Coordinate annotation data –

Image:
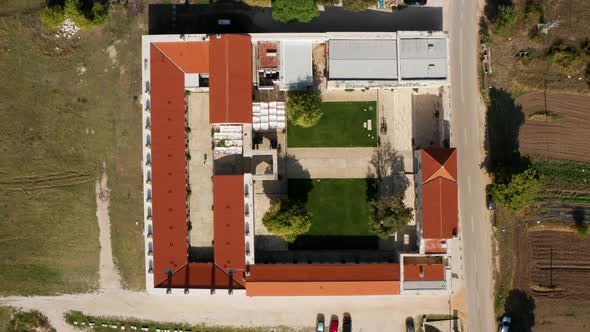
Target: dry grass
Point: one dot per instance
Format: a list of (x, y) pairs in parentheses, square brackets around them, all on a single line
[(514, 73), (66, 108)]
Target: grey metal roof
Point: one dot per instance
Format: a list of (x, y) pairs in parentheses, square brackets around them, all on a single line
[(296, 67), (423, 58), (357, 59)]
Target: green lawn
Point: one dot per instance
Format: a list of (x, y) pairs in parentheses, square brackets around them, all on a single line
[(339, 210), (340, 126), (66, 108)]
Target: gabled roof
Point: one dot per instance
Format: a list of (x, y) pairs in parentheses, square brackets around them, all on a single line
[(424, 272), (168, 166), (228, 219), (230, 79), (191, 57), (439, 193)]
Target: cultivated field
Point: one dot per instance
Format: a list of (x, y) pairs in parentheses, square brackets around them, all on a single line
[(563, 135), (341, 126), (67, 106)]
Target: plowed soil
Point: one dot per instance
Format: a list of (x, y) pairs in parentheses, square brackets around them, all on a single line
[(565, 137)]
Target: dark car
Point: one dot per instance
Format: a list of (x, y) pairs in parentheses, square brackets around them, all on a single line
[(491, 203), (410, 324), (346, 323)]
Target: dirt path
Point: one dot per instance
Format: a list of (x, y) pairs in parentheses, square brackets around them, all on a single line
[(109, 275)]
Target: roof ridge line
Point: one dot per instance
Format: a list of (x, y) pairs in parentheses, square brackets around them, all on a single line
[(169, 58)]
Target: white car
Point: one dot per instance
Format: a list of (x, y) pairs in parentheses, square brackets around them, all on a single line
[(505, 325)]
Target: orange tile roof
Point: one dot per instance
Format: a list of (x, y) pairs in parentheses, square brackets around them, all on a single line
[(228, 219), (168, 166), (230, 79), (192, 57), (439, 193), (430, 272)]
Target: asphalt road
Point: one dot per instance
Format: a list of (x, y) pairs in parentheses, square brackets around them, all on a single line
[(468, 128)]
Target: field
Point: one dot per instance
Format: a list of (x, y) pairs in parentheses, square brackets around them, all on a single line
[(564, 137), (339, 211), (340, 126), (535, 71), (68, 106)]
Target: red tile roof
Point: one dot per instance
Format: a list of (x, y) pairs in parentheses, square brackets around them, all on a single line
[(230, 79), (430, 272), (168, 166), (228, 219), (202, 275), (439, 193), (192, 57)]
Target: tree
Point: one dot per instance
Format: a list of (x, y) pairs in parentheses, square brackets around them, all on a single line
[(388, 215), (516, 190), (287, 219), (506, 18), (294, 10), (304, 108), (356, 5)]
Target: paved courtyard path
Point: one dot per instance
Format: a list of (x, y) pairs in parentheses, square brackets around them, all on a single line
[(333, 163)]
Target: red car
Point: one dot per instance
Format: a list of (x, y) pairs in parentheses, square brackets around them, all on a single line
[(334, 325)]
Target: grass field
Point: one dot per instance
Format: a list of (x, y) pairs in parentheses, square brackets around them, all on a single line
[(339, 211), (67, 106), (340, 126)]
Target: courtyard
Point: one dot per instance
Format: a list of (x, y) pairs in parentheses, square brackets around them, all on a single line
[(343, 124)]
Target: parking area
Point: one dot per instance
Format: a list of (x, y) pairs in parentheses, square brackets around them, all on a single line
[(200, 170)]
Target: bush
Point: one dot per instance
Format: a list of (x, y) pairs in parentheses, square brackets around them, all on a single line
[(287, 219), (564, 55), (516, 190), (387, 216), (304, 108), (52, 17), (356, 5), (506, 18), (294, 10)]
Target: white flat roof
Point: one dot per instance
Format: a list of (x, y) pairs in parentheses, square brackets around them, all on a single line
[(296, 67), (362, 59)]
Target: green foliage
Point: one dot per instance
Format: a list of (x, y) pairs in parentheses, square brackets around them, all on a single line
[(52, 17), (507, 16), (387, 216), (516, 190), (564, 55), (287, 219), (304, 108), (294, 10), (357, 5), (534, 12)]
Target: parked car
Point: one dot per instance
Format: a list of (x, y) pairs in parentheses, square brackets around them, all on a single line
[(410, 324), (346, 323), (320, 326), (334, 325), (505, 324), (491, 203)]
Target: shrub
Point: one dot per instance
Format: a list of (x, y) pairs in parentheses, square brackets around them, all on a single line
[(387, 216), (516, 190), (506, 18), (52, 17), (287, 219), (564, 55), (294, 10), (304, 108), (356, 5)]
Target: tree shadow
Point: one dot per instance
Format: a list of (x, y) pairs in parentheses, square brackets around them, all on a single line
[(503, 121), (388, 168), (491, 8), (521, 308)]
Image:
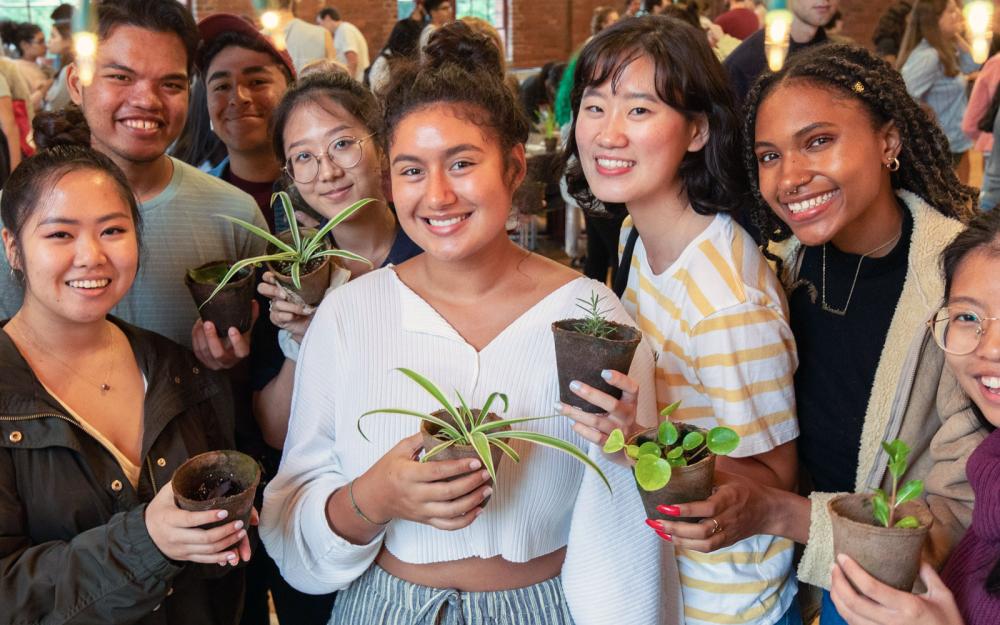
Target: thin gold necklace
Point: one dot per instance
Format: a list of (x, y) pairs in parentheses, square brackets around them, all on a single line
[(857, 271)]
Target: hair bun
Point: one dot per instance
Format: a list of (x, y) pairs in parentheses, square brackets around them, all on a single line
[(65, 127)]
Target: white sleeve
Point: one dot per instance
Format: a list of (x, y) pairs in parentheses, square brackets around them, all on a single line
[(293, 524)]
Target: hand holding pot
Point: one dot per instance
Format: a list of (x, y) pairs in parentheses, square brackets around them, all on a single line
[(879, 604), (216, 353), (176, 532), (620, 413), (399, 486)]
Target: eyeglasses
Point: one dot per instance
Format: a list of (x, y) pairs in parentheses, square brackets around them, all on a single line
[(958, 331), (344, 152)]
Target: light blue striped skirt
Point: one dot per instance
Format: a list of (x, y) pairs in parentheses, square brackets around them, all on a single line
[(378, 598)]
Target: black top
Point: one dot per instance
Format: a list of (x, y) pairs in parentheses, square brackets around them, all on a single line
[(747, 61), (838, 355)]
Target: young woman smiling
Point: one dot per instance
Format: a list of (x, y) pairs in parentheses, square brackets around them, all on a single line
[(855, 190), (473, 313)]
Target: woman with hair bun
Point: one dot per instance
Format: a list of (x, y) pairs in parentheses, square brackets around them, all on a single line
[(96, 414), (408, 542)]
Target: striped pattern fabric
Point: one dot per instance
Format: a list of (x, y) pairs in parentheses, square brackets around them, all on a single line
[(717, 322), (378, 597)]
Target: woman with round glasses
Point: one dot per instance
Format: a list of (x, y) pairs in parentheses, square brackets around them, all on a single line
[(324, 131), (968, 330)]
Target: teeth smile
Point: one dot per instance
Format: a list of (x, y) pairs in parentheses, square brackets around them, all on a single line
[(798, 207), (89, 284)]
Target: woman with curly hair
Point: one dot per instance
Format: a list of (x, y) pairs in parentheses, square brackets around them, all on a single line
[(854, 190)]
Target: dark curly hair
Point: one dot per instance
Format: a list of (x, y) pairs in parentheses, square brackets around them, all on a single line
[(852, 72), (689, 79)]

PROBLEM –
Convert every line of the items above into a Markdown table with the columns "Row" and "Line", numbering each row and omitting blank lines. Leave the pictures out of the table.

CORRECT RESULT –
| Row | Line |
|---|---|
| 1 | Image: |
| 2 | Target: dry grass |
| 3 | Point: one dot per instance |
| 4 | Format: a list of (x, y) pairs in parentheses, square brackets around them, all on a single line |
| 5 | [(514, 73), (66, 108)] |
| 6 | Target: grey metal roof |
| 7 | Point: one dot per instance |
| 8 | Format: a list of (x, y) pairs in parentheses, square brackets around them, all on a single line |
| 9 | [(296, 67), (423, 58), (357, 59)] |
| 10 | Target: green lawn |
| 11 | Point: one dot per instance |
| 12 | Format: a list of (x, y) pairs in parentheses, square brackets around them, all on a single line |
| 13 | [(339, 210), (340, 126), (66, 108)] |
| 14 | Target: gabled roof |
| 15 | Point: one dot per instance |
| 16 | Format: a list of (x, y) pairs in parentheses, square brackets around them, all on a single line |
| 17 | [(424, 272), (168, 166), (228, 219), (230, 79), (191, 57), (439, 193)] |
| 18 | Target: cultivated field |
| 19 | Point: one dot per instance |
| 20 | Format: a list of (x, y) pairs in parentheses, square brackets around them, all on a single line |
| 21 | [(563, 135), (341, 126), (67, 106)] |
| 22 | Target: plowed soil |
| 23 | Point: one dot per instance |
| 24 | Format: a list of (x, y) pairs in parentheses, square brackets around them, all on a single line |
| 25 | [(565, 137)] |
| 26 | Target: dark car |
| 27 | Point: one dot per instance |
| 28 | Format: a list of (x, y) pairs in parentheses, square brackets around them, all on a single line |
| 29 | [(491, 203), (410, 324), (346, 323)] |
| 30 | Target: dirt path |
| 31 | Point: one dot per instance |
| 32 | Format: a list of (x, y) pairs in parentheses, square brackets around them, all on a single line |
| 33 | [(109, 275)] |
| 34 | Target: roof ridge line |
| 35 | Point: one dot per instance |
| 36 | Format: a list of (x, y) pairs in parentheses, square brackets around them, all on a single line |
| 37 | [(169, 58)] |
| 38 | Target: white car |
| 39 | Point: one dot per instance |
| 40 | Format: a list of (x, y) pairs in parentheses, square brackets around them, all on a single line |
| 41 | [(505, 325)] |
| 42 | Target: orange tile roof |
| 43 | Point: one dot per instance |
| 44 | Format: a list of (x, y) pairs in parentheses, square brackets around them, all on a single line |
| 45 | [(228, 219), (168, 166), (230, 79), (192, 57), (439, 193), (430, 272)] |
| 46 | Target: asphalt road |
| 47 | Point: one dot per instance |
| 48 | Format: a list of (x, y) pairs in parentheses, square brackets around them, all on a single line |
| 49 | [(468, 128)] |
| 50 | Target: field |
| 51 | Point: one dot per instance |
| 52 | Format: a list of (x, y) pairs in parentheses, square brackets around them, all on a single line |
| 53 | [(564, 137), (339, 211), (340, 126), (535, 71), (68, 106)] |
| 54 | Target: red tile roof |
| 55 | Point: one dot per instance |
| 56 | Format: a list of (x, y) pairs in parentheses, square brackets around them, all on a single line |
| 57 | [(230, 79), (430, 272), (168, 166), (228, 219), (202, 275), (439, 193), (192, 57)] |
| 58 | Target: tree |
| 59 | Point: one dot per instance |
| 60 | Format: a list of (x, y) pairs in parentheses, square brackets around them, all on a single line |
| 61 | [(388, 215), (516, 190), (287, 219), (506, 18), (294, 10), (304, 108), (356, 5)] |
| 62 | Target: paved courtyard path |
| 63 | Point: one dot per instance |
| 64 | Format: a list of (x, y) pairs in parentheses, square brackets around them, all on a single line |
| 65 | [(333, 163)] |
| 66 | Target: red car |
| 67 | Point: one dot per instance |
| 68 | Format: a list of (x, y) pairs in parentheses, square brackets around them, all on a single line |
| 69 | [(334, 325)] |
| 70 | Target: grass field |
| 71 | Point: one dot per instance |
| 72 | Format: a list of (x, y) pairs in parentheses, square brackets around them, all on a single line |
| 73 | [(339, 211), (67, 106), (340, 126)] |
| 74 | Target: courtyard |
| 75 | Point: one dot per instance |
| 76 | Format: a list of (x, y) pairs in parentheses, square brackets around them, all on a single line |
| 77 | [(343, 124)] |
| 78 | Target: parking area |
| 79 | Point: one dot per instance |
| 80 | Format: a list of (x, y) pairs in parentheses, square brackets around them, all on a single line |
| 81 | [(200, 170)] |
| 82 | Target: bush |
| 83 | Point: one dot per instance |
| 84 | Format: a list of (x, y) pairs in parentheses, square brackets around them, all on a single line |
| 85 | [(287, 219), (564, 55), (516, 190), (387, 216), (304, 108), (52, 17), (356, 5), (506, 18), (294, 10)] |
| 86 | Target: white flat roof |
| 87 | Point: one dot per instance |
| 88 | Format: a list of (x, y) pairs in parentheses, square brackets around them, all on a single line |
| 89 | [(296, 67), (362, 59)] |
| 90 | Target: green foliage |
| 91 | Point: one dot per instance |
| 92 | Format: a list of (x, y) pairs in parentheses, square brackets around them, all on a single line |
| 93 | [(52, 17), (507, 16), (387, 216), (516, 190), (564, 55), (287, 219), (304, 108), (294, 10), (357, 5), (534, 12)] |
| 94 | Target: parked car |
| 95 | Point: one dot per instance |
| 96 | Format: a list of (x, y) pairs in parentheses, square brackets around them, all on a single line |
| 97 | [(410, 324), (346, 323), (320, 326), (334, 325), (505, 324), (491, 203)] |
| 98 | Target: shrub |
| 99 | Point: one dot per instance |
| 100 | Format: a list of (x, y) pairs in parentheses, square brackets around them, all on a single line |
| 101 | [(387, 216), (516, 190), (506, 18), (52, 17), (287, 219), (564, 55), (294, 10), (304, 108), (356, 5)] |
| 102 | Target: tree shadow |
| 103 | Point: one dot per instance |
| 104 | Format: a list of (x, y) pairs in parentheses, square brackets around them, all on a single line |
| 105 | [(503, 121), (388, 168), (491, 8), (521, 308)] |
| 106 | Image: |
| 107 | Target: thin gold necklace |
| 108 | Point: one dot per instance |
| 109 | Format: a list of (x, y) pairs in parentheses, square brackets around them, all on a single line |
| 110 | [(857, 271)] |
| 111 | Target: hair bun |
| 112 | Point: one dot per instance |
| 113 | Format: a list of (x, y) pairs in parentheses, square brackets around them, all on a single line |
| 114 | [(65, 127)] |
| 115 | Target: white sleeve |
| 116 | Point: one dot per instance |
| 117 | Format: a list of (x, y) pairs in parentheses, square brackets around them, all on a single line |
| 118 | [(293, 524)] |
| 119 | Target: hand holding pot |
| 120 | Point: one dot per instance |
| 121 | Format: a list of (x, y) pairs in parentheses, square brackets around them, all on a single line |
| 122 | [(879, 604), (216, 353), (176, 532), (620, 413), (399, 486)] |
| 123 | Target: eyeglasses |
| 124 | Point: one dot per instance |
| 125 | Format: a list of (x, y) pairs in parentheses, square brackets around them, all on a single line |
| 126 | [(958, 331), (344, 152)] |
| 127 | Target: light blue striped skirt |
| 128 | Point: one dot per instance |
| 129 | Format: a list of (x, y) pairs in parentheses, square brackets around them, all on a single line |
| 130 | [(378, 598)] |
| 131 | Target: black top |
| 132 | Point: one dot per instance |
| 133 | Format: a list of (x, y) pairs in parentheses, square brackets around them, all on a single line |
| 134 | [(747, 61), (838, 355)] |
| 135 | Target: young woman smiling |
| 136 | Point: one dot per instance |
| 137 | Format: a list of (x, y) pairs in parentheses, square brackets around them, all on a single line |
| 138 | [(855, 190), (473, 313)] |
| 139 | Target: woman with hair bun |
| 140 | Point: one dot per instance |
| 141 | Format: a list of (x, y) pairs in parentheses, square brackets around them, all on a single line |
| 142 | [(96, 414), (408, 542)] |
| 143 | Target: striped pattern fabric |
| 144 | Point: one dot per instance |
| 145 | Format: a list of (x, y) pairs in parentheses, square brackets around them, all on a single line |
| 146 | [(717, 322), (378, 597)] |
| 147 | Target: woman with round glasses |
| 148 | Point: one dot per instance |
| 149 | Format: a list of (x, y) pairs in parentheses, square brackets around them, all on a single line |
| 150 | [(324, 131), (968, 330)] |
| 151 | Target: teeth smile |
| 152 | Point: one dot per instance |
| 153 | Format: a list of (x, y) pairs in parentheses, square brackets around them, all on a single line |
| 154 | [(798, 207), (89, 284)] |
| 155 | Target: woman with curly hair |
| 156 | Point: one dot per instance |
| 157 | Format: a list of (x, y) pairs in parentheses, square brackets around them, all on a single line |
| 158 | [(854, 190)] |
| 159 | Target: dark curly hair |
| 160 | Point: one dot per instance |
| 161 | Format: a list of (x, y) pairs in parentheses, square brackets around them, all on a single line |
| 162 | [(852, 72), (689, 79)] |